Skip to main content

Module 4: Scale, Reliability & Performance

Primary texts: The Site Reliability Engineering Book (Beyer et al., Google) and The Site Reliability Workbook as the operating model; System Design Primer for the scalability vocabulary; Fundamentals of Software Architecture (Richards, Ford) for architecture characteristics and fitness functions Selective support: Brendan Gregg's Systems Performance for the USE method; Richard Cook's How Complex Systems Fail; Principles of Chaos (principlesofchaos.org); Neil Gunther's Universal Scalability Law papers; the local system-design-primer chunks for latency numbers, caching levels, and availability patterns

This module is where "my service works on one box" becomes "my service survives a Black Friday spike, one bad deploy, and a regional outage without waking anyone up at 3am who shouldn't be awake." You already know distributed-systems fundamentals (Semester 6, Module 5) and replication and partitioning (Semester 6, Module 3). Here you learn the operating discipline that makes those designs stay up under real load and real failure.


Scope of This Module

This module is not "a catalog of scalability tricks." It is where reliability stops being a vibe and becomes a number, where performance stops being a benchmark and becomes a distribution, and where incident response stops being heroics and becomes a lifecycle.

What it covers in depth:

  • latency, throughput, and utilization as three different quantities, and the USE, RED, and Four Golden Signals families that monitor them
  • why averages hide outages and why the entire production dialect of "performance" is written in percentiles
  • Amdahl's Law and the Universal Scalability Law, and why throwing machines at a problem has a ceiling
  • vertical versus horizontal scaling and why "stateless" is the word that separates the two worlds
  • statelessness, sticky sessions, and external session stores
  • caching at every layer of the stack, cache update patterns, and why "there are only two hard problems in CS" is about this
  • Service Level Indicators, Service Level Objectives, and error budgets as the contract between reliability and velocity
  • cascading, correlated, and gray failures - the three failure patterns that defeat naive redundancy
  • chaos engineering and game days as the empirical discipline that replaces "we tested it in staging"

__REQUIRED ACTION A__
Answer these from the module overview on scale, reliability, and performance:
(i) Which book does it cite for the USE method?
(ii) Which earlier module does it name for replication and partitioning?
(iii) Which three failure patterns does it say defeat naive redundancy?
__REQUIRED ACTION B__
Echo the stretch of the module overview from "This module is not" through "becomes a lifecycle.".
__REQUIRED ACTION C__
Give what comes next in the module overview on scale, reliability, and performance, continuing from its last line.
The material after this text plays no part in the work here.

__DATASET__
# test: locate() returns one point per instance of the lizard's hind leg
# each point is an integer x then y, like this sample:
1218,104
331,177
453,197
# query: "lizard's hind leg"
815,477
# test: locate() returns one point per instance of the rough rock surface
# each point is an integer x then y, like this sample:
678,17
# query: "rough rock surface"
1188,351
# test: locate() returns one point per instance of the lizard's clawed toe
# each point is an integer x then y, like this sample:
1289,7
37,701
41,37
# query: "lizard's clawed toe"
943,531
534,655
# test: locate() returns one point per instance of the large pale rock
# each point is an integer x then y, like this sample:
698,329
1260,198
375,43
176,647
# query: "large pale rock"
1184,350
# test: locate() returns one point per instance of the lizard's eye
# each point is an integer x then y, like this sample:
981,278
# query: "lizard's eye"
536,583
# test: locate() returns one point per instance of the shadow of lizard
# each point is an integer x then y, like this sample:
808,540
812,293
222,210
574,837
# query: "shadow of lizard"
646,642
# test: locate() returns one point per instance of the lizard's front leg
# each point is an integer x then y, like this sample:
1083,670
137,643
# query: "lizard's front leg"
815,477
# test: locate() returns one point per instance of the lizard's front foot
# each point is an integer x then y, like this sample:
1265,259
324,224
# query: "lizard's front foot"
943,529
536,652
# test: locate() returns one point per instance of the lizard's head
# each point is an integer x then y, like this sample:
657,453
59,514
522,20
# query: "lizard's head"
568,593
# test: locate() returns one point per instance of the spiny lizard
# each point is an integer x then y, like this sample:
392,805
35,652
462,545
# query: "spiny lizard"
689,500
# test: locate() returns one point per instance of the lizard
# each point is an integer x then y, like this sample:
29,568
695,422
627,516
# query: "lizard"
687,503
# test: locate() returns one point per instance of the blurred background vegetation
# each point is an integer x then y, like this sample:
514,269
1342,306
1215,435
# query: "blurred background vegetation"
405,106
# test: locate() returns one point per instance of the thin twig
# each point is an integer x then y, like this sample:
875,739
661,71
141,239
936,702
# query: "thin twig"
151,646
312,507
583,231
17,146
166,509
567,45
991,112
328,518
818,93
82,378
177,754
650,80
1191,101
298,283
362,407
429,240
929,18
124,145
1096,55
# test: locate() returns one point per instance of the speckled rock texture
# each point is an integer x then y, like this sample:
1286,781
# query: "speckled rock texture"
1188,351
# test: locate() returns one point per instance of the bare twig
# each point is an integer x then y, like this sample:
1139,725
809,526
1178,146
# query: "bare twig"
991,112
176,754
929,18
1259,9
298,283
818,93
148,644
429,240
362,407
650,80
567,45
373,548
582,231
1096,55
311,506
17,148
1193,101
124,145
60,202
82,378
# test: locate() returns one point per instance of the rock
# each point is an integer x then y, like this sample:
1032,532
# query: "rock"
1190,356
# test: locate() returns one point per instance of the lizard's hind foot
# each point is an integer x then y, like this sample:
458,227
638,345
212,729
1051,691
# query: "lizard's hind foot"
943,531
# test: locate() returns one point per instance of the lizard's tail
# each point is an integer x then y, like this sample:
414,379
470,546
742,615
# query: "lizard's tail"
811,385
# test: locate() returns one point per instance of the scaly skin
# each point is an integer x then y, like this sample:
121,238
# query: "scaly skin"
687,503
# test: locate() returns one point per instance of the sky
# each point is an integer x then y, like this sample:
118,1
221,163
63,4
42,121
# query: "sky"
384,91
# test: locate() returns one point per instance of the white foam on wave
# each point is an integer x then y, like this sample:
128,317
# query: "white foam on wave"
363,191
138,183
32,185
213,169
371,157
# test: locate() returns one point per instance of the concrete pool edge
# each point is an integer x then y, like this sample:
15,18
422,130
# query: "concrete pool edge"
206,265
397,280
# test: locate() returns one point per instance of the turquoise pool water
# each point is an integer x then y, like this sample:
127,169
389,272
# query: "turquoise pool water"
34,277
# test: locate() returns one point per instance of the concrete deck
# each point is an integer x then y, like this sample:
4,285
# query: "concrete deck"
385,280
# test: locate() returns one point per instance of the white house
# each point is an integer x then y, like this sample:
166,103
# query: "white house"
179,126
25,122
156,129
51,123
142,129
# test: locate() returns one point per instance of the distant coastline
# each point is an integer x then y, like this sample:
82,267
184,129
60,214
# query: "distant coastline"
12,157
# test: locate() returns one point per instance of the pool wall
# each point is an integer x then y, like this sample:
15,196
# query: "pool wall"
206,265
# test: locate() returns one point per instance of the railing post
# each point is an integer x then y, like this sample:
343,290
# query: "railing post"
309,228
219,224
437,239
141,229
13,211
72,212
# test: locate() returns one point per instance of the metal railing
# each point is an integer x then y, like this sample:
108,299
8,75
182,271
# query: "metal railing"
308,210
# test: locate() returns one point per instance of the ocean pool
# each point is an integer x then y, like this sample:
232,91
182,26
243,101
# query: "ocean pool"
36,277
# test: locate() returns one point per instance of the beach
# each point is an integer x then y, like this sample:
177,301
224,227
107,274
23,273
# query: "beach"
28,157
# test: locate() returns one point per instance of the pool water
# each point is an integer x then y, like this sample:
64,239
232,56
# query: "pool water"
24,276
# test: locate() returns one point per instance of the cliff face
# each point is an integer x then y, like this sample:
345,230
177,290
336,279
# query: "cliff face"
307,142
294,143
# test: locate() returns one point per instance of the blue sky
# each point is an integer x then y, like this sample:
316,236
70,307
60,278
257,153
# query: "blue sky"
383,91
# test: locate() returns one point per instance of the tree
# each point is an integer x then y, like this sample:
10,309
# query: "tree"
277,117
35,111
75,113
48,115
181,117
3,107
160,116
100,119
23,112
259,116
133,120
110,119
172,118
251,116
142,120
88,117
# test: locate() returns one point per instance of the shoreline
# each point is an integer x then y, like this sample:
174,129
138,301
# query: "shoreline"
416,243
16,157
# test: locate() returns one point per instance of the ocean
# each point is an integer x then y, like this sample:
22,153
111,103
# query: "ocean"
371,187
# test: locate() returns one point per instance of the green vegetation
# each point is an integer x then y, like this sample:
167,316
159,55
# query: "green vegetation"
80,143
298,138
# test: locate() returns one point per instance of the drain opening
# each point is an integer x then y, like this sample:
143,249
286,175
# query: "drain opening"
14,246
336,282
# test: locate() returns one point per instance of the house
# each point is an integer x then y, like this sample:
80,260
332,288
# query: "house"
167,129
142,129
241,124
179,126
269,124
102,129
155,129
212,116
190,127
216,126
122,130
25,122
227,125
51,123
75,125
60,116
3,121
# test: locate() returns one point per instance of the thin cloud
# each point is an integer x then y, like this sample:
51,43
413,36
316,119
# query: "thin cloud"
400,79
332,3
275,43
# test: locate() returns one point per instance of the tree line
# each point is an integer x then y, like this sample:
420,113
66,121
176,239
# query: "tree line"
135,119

__TASK OUTPUT A__
(i) Brendan Gregg's Systems Performance
(ii) Semester 6, Module 3
(iii) Cascading, correlated, and gray failures

__TASK OUTPUT B__
This module is not "a catalog of scalability tricks." It is where reliability stops being a vibe and becomes a number, where performance stops being a benchmark and becomes a distribution, and where incident response stops being heroics and becomes a lifecycle.

__TASK OUTPUT C__
  • Little's Law, queuing intuition, and back-pressure as the math behind overload
  • load shedding, rate limiting, and admission control as the levers you actually pull under overload
  • capacity planning with headroom, peaks, and growth curves
  • the three pillars of observability: metrics, logs, traces
  • the incident lifecycle: detect, triage, mitigate, resolve, review
  • blameless postmortems and the learning systems that turn one outage into structural improvements

What it deliberately does not try to finish here:

  • a full performance-tuning curriculum (flame graphs, kernel tracing, perf, eBPF)
  • database-specific tuning beyond what Semester 6 covered
  • a complete incident-command playbook (that belongs in Module 5 leadership context)
  • SLO math in its deepest form (multi-window, multi-burn-rate alerts get referenced but not exhaustively modeled)

If you leave this module still saying "we'll scale it when we need to" or "the average response time looks fine," the module is not complete.


Before You Start

Answer these closed-book before starting the main path:

  1. Your service's average latency is 120ms. Is that a good number? Why is the answer almost always "I don't have enough information"?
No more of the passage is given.